WHAT THE EXERCISE ASKS: Reproduce the lines from the one containing "As a warehouse robot's perception module, locate muddy bank" through the one containing "230,654,1087,852", changing "muddy bank" to "rocky shoreline" and leaving everything else the same.

RECORDS TO PROCESS:
--

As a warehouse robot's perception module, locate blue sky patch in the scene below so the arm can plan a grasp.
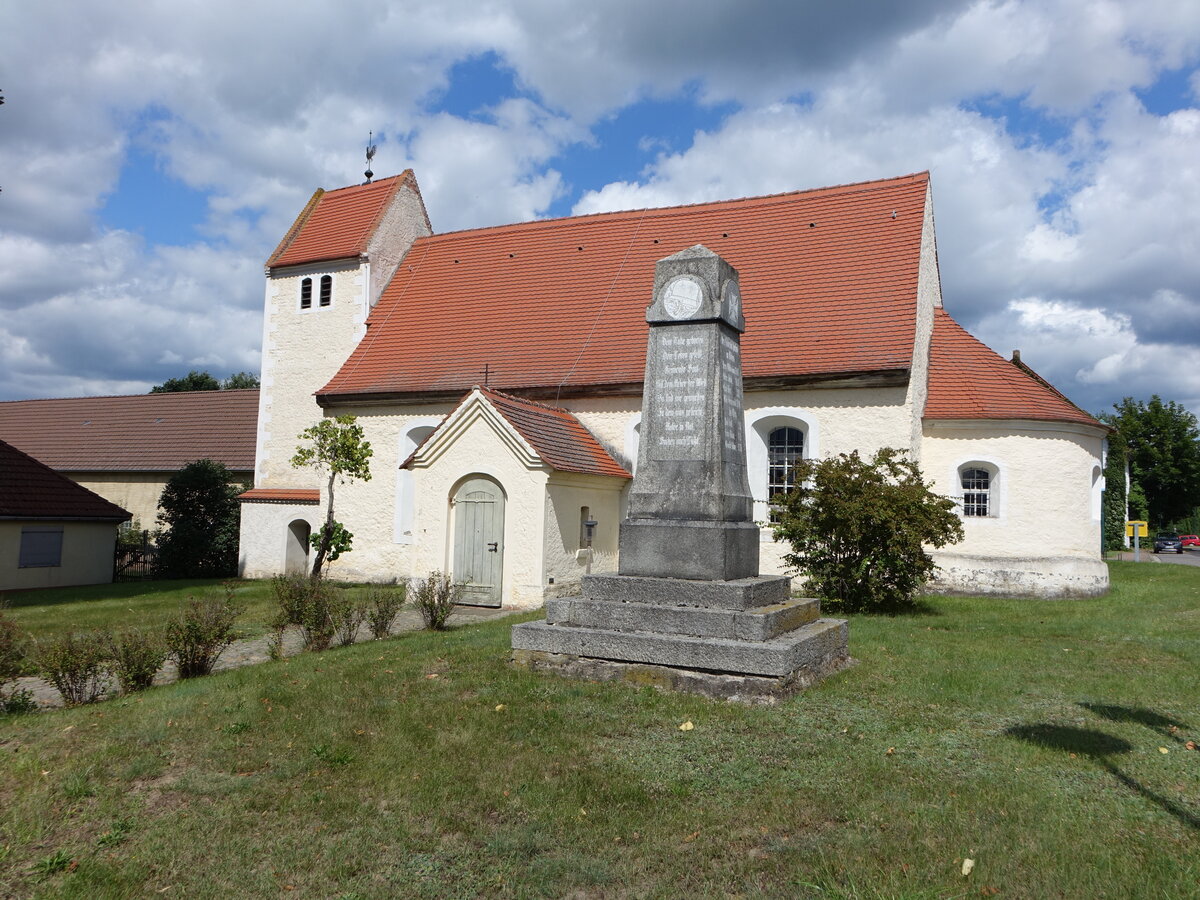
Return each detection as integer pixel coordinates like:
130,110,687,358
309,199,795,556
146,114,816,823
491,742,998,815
425,52,532,121
548,90,739,216
1134,68,1200,115
97,143,209,245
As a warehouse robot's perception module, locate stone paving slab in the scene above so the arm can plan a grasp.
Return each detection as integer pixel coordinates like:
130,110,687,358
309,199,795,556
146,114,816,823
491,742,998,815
8,606,527,708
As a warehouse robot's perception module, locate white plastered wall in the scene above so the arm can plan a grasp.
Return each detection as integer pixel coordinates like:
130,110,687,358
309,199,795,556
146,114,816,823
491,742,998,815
542,472,629,596
238,503,319,578
254,181,430,487
412,416,550,608
0,521,116,590
922,420,1108,596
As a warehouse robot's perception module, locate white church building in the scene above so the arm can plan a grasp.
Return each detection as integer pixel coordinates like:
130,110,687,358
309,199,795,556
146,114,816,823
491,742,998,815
241,170,1108,607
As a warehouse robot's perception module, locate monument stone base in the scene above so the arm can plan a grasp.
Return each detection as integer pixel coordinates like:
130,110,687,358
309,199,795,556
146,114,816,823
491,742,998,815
512,575,850,702
618,518,758,581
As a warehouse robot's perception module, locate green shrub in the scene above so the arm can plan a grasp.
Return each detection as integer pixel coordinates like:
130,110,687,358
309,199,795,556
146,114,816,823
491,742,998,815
34,631,108,707
362,583,408,641
271,572,336,652
166,588,241,678
106,630,167,694
774,448,962,612
412,571,466,631
330,590,367,647
155,460,244,578
0,690,37,715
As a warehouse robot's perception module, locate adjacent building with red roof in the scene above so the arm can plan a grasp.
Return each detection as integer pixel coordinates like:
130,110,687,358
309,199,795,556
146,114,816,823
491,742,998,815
0,390,258,529
0,440,130,590
242,172,1108,606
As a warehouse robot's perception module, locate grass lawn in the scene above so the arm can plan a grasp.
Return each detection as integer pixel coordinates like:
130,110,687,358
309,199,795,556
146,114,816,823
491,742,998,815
0,563,1200,900
0,578,277,652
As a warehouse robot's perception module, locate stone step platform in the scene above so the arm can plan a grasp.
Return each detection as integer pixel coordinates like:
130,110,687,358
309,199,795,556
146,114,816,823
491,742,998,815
512,619,850,678
546,596,821,641
583,575,792,610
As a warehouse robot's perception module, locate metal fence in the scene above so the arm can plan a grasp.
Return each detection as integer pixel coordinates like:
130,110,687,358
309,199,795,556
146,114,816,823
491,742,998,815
113,532,158,581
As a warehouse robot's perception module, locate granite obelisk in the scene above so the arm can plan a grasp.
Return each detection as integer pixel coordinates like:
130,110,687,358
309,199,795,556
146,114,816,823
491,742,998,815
512,245,850,700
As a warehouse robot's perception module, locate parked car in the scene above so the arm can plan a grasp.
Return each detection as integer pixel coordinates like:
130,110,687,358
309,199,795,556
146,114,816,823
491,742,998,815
1154,532,1183,553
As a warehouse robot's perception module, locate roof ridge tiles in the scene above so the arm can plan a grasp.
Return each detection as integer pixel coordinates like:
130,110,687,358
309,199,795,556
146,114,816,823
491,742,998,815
475,384,575,419
427,169,929,242
0,388,260,403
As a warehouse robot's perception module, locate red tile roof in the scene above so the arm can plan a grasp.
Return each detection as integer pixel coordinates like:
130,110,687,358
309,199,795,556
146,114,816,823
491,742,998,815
480,388,632,478
0,440,132,522
0,390,258,472
925,310,1105,428
266,169,416,268
318,173,929,401
238,487,320,504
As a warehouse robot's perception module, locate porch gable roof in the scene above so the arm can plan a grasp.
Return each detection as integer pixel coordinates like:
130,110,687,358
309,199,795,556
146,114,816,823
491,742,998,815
401,385,632,479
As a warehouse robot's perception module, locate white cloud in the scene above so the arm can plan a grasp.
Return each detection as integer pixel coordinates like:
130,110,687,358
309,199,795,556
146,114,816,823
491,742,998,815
0,0,1200,417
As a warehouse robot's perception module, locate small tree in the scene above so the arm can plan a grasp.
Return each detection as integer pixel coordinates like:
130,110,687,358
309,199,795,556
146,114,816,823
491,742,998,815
221,372,258,391
156,460,244,578
292,415,373,577
150,368,221,394
774,448,962,612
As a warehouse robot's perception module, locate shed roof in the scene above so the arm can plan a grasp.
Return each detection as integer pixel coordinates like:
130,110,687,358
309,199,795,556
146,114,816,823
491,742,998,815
0,440,132,522
0,390,258,472
318,173,929,402
925,310,1108,428
266,169,416,268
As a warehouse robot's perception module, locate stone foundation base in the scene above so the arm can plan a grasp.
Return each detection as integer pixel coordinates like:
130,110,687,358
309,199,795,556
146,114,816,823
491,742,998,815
928,551,1109,599
511,650,854,703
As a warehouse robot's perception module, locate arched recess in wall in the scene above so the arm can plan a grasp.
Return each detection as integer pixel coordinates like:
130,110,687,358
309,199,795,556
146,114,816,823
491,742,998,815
392,416,442,544
949,456,1008,522
283,518,312,575
446,472,508,606
746,407,821,525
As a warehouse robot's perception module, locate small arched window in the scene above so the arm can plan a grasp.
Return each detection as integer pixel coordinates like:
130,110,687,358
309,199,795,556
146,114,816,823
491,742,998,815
959,468,992,516
767,425,804,511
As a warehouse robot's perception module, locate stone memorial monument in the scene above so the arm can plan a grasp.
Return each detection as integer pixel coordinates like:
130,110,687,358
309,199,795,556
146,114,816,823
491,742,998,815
512,245,850,700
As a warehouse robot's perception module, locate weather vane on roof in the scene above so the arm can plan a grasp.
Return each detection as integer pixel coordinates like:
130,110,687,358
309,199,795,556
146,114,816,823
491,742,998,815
362,131,376,185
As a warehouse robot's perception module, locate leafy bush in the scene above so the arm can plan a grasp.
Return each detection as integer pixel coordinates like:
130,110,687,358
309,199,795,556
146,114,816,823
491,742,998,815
34,631,108,707
412,571,466,631
271,572,336,652
330,590,367,647
774,448,962,612
0,690,37,715
155,460,242,578
106,630,167,694
362,583,408,641
166,588,241,678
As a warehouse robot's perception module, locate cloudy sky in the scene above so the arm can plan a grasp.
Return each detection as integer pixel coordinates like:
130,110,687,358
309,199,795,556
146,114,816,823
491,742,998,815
0,0,1200,413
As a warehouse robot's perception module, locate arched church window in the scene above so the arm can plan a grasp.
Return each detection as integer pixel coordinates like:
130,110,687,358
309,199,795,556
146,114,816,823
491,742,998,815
767,425,804,511
960,467,992,516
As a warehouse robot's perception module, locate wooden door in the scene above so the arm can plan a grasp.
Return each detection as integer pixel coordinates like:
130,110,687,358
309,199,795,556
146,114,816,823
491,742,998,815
454,478,504,606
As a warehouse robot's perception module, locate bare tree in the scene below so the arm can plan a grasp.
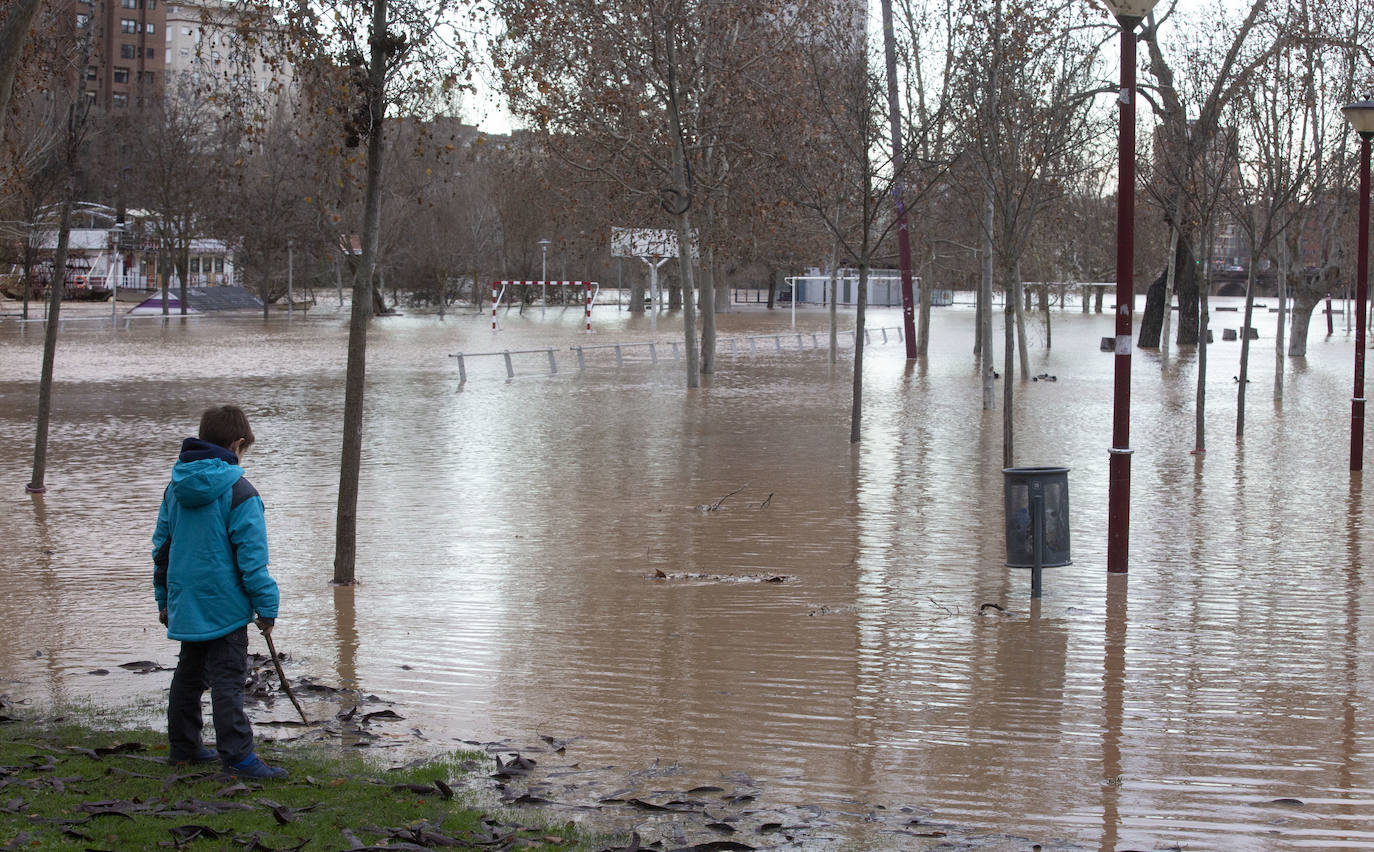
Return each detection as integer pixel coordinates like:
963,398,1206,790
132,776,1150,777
25,8,93,493
0,0,43,132
956,0,1103,466
291,0,469,585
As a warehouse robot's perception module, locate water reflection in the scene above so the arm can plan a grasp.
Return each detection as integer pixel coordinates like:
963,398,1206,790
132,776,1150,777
0,302,1374,849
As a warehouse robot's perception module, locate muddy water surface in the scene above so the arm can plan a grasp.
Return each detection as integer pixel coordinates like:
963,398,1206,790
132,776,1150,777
0,300,1374,849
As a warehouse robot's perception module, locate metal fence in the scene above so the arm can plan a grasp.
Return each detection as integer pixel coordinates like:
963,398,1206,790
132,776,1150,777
448,326,901,385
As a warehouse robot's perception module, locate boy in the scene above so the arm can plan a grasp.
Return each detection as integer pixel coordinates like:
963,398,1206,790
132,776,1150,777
153,405,286,778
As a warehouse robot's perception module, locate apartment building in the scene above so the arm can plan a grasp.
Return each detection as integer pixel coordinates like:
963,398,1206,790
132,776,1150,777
163,0,291,103
76,0,166,111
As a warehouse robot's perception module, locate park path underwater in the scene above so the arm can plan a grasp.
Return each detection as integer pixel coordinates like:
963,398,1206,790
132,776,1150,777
0,300,1374,849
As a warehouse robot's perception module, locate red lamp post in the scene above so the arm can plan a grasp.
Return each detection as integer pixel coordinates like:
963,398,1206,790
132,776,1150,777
1341,95,1374,470
1105,0,1158,574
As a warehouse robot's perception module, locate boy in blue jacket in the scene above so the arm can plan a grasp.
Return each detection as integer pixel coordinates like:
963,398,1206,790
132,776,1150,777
153,405,286,778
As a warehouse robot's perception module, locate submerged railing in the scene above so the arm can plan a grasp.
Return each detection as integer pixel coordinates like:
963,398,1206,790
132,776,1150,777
448,326,903,385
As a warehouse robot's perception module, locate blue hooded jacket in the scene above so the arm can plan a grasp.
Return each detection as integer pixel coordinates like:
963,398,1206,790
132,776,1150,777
153,438,279,642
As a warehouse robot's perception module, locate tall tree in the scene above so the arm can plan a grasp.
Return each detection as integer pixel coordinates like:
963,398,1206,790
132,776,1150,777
0,0,43,133
1138,0,1278,349
291,0,469,585
25,4,95,493
956,0,1103,466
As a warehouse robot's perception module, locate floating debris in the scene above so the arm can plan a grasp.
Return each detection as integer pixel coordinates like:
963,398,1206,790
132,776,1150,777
654,570,796,583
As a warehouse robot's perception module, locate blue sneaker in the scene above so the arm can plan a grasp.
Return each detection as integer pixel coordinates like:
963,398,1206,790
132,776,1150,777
168,746,220,767
229,754,286,778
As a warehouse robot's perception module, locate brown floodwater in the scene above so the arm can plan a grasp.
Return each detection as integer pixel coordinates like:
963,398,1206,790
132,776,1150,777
0,300,1374,849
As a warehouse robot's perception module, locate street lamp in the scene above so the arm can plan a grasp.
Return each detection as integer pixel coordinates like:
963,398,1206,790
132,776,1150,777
1341,99,1374,470
539,239,552,313
1103,0,1158,574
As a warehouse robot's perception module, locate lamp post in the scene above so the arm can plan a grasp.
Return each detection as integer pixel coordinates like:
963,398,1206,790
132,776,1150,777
1105,0,1158,574
1341,93,1374,470
539,239,552,313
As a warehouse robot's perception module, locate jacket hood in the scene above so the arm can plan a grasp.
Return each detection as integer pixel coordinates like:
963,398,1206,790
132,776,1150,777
172,438,243,508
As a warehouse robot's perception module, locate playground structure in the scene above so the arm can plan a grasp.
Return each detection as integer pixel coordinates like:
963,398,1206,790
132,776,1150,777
492,280,600,334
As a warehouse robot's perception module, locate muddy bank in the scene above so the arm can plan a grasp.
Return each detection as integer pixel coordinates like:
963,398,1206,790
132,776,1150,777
230,654,1087,852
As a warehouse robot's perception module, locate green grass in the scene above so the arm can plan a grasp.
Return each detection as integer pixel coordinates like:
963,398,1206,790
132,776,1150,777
0,721,592,852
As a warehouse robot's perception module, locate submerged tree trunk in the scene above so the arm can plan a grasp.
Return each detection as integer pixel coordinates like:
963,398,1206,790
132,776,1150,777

--

THE OUTPUT:
As a warehouse robot's perception module, locate rocky shoreline in the scene above so the arm can plan a grasp.
Return each detection as integer pixel coordinates like:
963,398,1206,790
132,776,1150,777
230,654,1087,852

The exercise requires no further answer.